Le premier mal dont souffre le touriste, c’est la boulimie, il veut tout voir, il collectionne les sites, il court d’un endroit à l’autre, ses journées consistent à enfiler le plus possibles d’endroits qu’il faut avoir "faits". On dit d’ailleurs de ce touriste là, qu’il "fait" des sites. Il ne les visite pas, pensez-vous, il faudrait du temps, de la patience et de l’étude pour vraiment visiter.
L’autre mal, c’est le vacancier qui ne s’intéresse à rien, si ce n’est à son bronzage, ni aux gens, ni aux sites, ni à la culture. Il reproduit les mêmes habitudes que chez lui, il ne change rien, il n’est pas curieux.
Le premier souffre d’un manque de recueillement, l’autre d’un manque d’ouverture. L’ouverture, c’est l’estime d’autrui, l’ouverture consiste à ne plus être le centre du monde, à se laisser construire par l’autre, à se laisser enseigner. Le recueillement c’est réunifier ce qui était dispersé, le recueillement consiste à se poser, à faire le point, à s’écarter un peu du tumulte et des agitations, non pas pour ne plus penser qu’à soi, mais pour que l’autre prenne vraiment sa place en moi. Vous avez remarqué que Jésus conduit le sourd à l’écart, et c’est par cette retraite, par ce recueillement qu’il le guérit. Et pour le guérir que lui dit-il ? "Ouvre-toi".
Recueillement et ouverture. Voilà le secret pour non plus seulement entendre mais écouter, non plus seulement voir mais regarder. La différence qu’il y a entre entendre et regarder, c’est qu’entendre est un procédé mécanique, écouter est l’effet de la volonté, on se tourne vers l’autre. Là où l’oreille ne fait qu’entendre, l’écoute cherche, scrute. De même vous pouvez voir dès que vous avez des yeux, encore faut-il savoir regarder. Regarder, c’est vouloir voir. Regarder, écouter, c’est s’ouvrir à l’autre.

::::

- _Objectif A_
Répondez aux questions suivantes sur l'extrait du document :
(i) Quel est le premier mal dont souffre le touriste ?
(ii) À quoi seul s'intéresse le vacancier qui ne s'intéresse à rien ?
(iii) Quelle parole Jésus adresse-t-il au sourd pour le guérir ?

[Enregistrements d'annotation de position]
::::

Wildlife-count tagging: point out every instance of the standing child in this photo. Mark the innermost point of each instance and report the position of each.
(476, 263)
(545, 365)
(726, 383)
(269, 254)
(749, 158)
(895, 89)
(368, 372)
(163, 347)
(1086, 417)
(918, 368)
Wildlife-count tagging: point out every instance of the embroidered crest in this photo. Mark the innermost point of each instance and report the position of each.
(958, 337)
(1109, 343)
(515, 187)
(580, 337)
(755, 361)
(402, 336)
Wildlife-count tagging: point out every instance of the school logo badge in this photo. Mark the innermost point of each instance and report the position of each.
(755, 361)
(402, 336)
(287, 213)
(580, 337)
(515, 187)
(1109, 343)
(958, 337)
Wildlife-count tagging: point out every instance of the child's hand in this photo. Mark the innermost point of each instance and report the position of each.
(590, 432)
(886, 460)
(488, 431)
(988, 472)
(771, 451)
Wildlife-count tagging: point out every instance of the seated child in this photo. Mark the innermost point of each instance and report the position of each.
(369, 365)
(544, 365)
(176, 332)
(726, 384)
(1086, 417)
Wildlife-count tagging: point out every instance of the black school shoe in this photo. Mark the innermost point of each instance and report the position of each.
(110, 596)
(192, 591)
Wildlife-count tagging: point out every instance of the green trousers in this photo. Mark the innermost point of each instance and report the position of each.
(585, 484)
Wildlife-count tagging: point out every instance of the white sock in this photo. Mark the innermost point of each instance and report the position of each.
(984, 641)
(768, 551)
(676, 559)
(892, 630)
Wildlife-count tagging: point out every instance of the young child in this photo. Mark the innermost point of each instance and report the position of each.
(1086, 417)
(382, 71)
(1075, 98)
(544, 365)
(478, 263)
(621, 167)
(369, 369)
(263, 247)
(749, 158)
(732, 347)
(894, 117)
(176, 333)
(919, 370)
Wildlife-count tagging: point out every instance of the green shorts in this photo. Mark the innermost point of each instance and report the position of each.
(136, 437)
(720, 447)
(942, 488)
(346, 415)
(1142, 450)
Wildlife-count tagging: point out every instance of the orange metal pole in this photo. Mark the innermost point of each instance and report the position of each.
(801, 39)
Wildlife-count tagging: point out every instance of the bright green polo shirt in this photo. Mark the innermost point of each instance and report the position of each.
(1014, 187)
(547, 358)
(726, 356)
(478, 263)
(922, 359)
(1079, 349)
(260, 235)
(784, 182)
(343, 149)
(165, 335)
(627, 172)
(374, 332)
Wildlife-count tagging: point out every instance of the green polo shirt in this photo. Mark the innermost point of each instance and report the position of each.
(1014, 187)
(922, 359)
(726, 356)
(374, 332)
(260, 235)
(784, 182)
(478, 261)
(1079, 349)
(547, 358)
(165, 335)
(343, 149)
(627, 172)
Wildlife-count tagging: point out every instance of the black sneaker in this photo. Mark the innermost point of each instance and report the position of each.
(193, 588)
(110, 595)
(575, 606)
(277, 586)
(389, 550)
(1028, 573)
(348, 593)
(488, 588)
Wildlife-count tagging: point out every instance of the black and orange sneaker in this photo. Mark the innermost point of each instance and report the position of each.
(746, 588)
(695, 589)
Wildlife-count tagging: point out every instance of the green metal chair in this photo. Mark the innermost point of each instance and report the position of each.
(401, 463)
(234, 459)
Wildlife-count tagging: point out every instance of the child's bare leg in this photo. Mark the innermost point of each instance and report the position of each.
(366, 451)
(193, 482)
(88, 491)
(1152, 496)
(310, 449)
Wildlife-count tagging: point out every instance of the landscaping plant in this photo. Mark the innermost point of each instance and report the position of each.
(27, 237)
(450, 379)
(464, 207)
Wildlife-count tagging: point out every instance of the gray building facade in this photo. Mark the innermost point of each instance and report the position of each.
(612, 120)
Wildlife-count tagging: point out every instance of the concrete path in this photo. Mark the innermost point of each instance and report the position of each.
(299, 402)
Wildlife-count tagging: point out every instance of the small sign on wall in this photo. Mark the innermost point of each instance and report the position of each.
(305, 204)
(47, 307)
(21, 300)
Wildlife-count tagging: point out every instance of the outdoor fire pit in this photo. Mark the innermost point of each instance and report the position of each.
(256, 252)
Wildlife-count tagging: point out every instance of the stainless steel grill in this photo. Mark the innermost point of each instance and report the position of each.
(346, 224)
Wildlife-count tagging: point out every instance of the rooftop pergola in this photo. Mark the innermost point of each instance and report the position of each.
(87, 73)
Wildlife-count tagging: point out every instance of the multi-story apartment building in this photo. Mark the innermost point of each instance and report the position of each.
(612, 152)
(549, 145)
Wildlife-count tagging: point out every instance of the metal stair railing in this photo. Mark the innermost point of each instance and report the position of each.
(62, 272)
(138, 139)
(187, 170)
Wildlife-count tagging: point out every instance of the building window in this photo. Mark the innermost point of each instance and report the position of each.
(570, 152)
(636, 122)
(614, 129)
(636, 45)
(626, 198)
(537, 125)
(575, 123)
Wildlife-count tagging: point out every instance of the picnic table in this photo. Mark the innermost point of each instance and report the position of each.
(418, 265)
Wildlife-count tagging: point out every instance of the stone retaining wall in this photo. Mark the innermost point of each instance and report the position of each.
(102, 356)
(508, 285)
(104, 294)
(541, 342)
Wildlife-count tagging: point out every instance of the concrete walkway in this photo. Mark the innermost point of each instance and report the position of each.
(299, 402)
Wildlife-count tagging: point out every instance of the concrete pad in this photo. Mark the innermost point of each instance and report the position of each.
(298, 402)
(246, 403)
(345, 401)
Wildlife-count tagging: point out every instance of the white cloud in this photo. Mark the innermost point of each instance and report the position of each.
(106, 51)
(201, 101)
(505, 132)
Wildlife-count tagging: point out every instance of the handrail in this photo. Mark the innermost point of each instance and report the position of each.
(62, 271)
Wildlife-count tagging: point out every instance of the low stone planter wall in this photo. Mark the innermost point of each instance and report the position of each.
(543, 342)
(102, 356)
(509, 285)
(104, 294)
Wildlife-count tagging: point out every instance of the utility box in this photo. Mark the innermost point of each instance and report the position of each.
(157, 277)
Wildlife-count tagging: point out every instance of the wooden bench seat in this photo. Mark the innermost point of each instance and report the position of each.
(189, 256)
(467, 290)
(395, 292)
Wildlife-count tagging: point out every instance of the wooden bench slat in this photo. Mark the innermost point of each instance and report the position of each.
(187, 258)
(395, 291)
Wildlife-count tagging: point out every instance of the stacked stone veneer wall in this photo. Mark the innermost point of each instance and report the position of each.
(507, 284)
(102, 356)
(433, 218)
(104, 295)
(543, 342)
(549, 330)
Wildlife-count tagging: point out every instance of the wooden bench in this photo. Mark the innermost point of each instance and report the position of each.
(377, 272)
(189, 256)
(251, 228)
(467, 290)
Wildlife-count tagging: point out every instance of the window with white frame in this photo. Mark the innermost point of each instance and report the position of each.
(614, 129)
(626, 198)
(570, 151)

::::

- _Objectif B_
Relevez chaque ligne des enregistrements qui contient la chaîne « window ».

- _Réponse attendue A_
(i) La boulimie.
(ii) À son bronzage.
(iii) « Ouvre-toi ».

- _Réponse attendue B_
Wildlife-count tagging: point out every instance of the building window in this photo. Mark the innermost point of each instance and report the position of each.
Wildlife-count tagging: point out every instance of the window with white frame in this photo. Mark the innermost point of each instance and report the position of each.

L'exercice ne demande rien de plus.